Looking at your character in the third person is like trying to understand someone in your real life. You can’t get into their head from a distance. Your view of them will always be colored by your own position, and misunderstandings will typically abound.
Let’s say that you are in Kansas, and I’m in Virginia. I don’t know what it looks like to be in Kansas. I see Kansas from my Virginian perspective. An actor from Texas would see Kansas from a Texan perspective. We filter everything through the lens of where we are. We can’t help it; that’s how our brains work.
I can’t begin to really get the Kansan perspective unless I go to Kansas. Unless I see what the world looks like from there. I have to physically put myself in your shoes (Kansas) to understand why you feel as you do, why you see things the way you do, why certain issues matter to you in a way that they don’t matter to me, as an East Coaster.
At that point, I get some “Aha!” moments. I stop applying stereotypes to you, stereotypes that come out of my East Coast sensibility, etc. I open the door to variety, paradoxically, when I step into your very particular shoes.

+ + + + + + +

PROBLEMS AND TASKS ::
1 > Restate word for word the part of the passage on character perspective starting with "I can’t begin" and going on through "very particular shoes.".
2 > In the passage on character perspective, which state does the writer say they are in?
None of the items here relate to the passage on character perspective.

DATA ::
+ + + + + + +

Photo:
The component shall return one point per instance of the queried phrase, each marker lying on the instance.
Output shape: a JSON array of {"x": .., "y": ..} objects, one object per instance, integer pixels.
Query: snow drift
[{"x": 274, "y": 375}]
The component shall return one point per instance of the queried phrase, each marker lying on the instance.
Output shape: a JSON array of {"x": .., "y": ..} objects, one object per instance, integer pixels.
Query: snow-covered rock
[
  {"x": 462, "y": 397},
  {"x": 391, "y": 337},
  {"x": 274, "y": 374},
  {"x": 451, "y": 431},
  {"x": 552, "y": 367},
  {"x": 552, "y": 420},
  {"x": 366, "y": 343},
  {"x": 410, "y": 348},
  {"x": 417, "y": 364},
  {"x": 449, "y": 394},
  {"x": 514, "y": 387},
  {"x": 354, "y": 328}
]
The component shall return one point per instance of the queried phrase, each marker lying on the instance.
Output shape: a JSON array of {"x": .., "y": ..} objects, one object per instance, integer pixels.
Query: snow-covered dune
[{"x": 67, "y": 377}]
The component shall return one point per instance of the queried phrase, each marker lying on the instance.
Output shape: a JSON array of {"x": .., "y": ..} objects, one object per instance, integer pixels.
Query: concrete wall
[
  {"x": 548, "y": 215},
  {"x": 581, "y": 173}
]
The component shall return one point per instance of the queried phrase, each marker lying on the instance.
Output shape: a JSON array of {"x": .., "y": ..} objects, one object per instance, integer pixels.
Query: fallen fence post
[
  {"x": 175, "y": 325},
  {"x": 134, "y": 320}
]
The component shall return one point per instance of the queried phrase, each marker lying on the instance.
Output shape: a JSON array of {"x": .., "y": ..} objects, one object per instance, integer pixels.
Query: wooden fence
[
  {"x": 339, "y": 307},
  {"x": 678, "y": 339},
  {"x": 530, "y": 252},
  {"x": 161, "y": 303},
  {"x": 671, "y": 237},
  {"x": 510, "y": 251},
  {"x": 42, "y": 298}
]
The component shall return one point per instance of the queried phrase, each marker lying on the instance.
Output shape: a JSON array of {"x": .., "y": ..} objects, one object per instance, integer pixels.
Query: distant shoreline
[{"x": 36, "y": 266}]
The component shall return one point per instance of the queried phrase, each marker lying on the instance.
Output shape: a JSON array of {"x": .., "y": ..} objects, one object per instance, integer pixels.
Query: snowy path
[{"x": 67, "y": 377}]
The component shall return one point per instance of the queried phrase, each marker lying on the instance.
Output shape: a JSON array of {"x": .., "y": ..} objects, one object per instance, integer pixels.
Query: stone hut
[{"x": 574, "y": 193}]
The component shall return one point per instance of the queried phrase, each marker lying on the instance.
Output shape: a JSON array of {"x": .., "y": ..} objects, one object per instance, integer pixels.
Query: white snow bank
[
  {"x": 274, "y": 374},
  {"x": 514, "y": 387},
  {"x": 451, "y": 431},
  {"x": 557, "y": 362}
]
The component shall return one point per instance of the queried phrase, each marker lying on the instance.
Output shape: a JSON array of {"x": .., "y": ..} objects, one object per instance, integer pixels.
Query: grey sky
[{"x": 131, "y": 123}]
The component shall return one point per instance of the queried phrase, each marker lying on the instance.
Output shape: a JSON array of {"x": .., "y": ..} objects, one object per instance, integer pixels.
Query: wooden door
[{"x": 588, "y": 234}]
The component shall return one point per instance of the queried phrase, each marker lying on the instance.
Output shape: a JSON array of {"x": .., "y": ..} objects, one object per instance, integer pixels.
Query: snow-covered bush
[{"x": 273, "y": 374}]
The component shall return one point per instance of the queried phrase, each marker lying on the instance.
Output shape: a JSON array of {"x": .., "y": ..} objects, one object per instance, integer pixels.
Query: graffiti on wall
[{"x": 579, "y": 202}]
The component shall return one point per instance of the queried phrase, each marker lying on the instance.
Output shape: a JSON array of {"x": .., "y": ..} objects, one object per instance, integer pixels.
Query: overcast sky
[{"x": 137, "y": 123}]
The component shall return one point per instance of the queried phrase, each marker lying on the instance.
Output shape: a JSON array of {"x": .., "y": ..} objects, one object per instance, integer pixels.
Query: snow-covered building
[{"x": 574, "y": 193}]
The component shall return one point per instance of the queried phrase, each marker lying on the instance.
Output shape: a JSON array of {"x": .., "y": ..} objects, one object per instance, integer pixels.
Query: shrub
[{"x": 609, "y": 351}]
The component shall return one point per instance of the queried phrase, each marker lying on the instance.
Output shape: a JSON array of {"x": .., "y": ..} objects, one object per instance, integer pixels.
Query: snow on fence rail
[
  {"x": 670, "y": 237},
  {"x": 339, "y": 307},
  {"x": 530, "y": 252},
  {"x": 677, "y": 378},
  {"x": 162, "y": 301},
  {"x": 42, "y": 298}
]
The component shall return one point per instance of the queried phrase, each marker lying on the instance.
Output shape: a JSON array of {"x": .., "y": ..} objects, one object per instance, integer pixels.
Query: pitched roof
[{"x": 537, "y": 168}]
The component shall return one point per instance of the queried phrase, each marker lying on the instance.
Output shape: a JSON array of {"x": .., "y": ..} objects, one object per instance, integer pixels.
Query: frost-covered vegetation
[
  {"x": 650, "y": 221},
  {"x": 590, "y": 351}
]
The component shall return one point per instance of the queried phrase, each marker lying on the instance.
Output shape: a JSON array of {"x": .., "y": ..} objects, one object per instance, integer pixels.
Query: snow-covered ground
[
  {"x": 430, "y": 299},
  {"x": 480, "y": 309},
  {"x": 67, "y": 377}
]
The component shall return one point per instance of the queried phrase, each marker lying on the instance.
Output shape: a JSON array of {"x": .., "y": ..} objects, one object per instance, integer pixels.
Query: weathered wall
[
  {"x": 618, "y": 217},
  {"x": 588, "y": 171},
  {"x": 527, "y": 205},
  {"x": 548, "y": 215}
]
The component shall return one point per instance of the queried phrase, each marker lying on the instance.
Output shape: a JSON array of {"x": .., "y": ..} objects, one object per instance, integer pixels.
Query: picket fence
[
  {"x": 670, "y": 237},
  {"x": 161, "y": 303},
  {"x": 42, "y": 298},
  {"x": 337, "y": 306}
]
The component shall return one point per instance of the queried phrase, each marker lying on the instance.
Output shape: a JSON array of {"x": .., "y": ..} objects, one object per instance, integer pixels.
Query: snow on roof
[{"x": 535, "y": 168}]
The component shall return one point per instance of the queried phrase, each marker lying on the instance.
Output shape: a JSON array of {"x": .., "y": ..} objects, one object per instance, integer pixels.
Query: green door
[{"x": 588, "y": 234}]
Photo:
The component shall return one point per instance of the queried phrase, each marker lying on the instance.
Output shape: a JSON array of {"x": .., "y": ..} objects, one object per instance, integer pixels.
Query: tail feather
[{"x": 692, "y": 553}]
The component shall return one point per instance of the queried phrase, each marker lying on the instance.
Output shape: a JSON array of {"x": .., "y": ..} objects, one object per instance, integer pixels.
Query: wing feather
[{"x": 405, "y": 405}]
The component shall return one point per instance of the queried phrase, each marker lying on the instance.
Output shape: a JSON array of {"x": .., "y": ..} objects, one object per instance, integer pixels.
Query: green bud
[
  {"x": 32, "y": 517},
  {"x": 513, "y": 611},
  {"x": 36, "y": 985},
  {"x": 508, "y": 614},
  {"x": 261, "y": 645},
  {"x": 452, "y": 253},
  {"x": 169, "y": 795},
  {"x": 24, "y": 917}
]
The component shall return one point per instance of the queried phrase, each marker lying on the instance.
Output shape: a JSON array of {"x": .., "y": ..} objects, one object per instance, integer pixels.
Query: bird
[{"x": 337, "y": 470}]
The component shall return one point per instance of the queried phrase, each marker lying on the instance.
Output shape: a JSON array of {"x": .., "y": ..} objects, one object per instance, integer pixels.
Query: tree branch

+ + + + + + +

ANSWER LIST ::
1 >
I can’t begin to really get the Kansan perspective unless I go to Kansas. Unless I see what the world looks like from there. I have to physically put myself in your shoes (Kansas) to understand why you feel as you do, why you see things the way you do, why certain issues matter to you in a way that they don’t matter to me, as an East Coaster.
At that point, I get some “Aha!” moments. I stop applying stereotypes to you, stereotypes that come out of my East Coast sensibility, etc. I open the door to variety, paradoxically, when I step into your very particular shoes.

2 > Virginia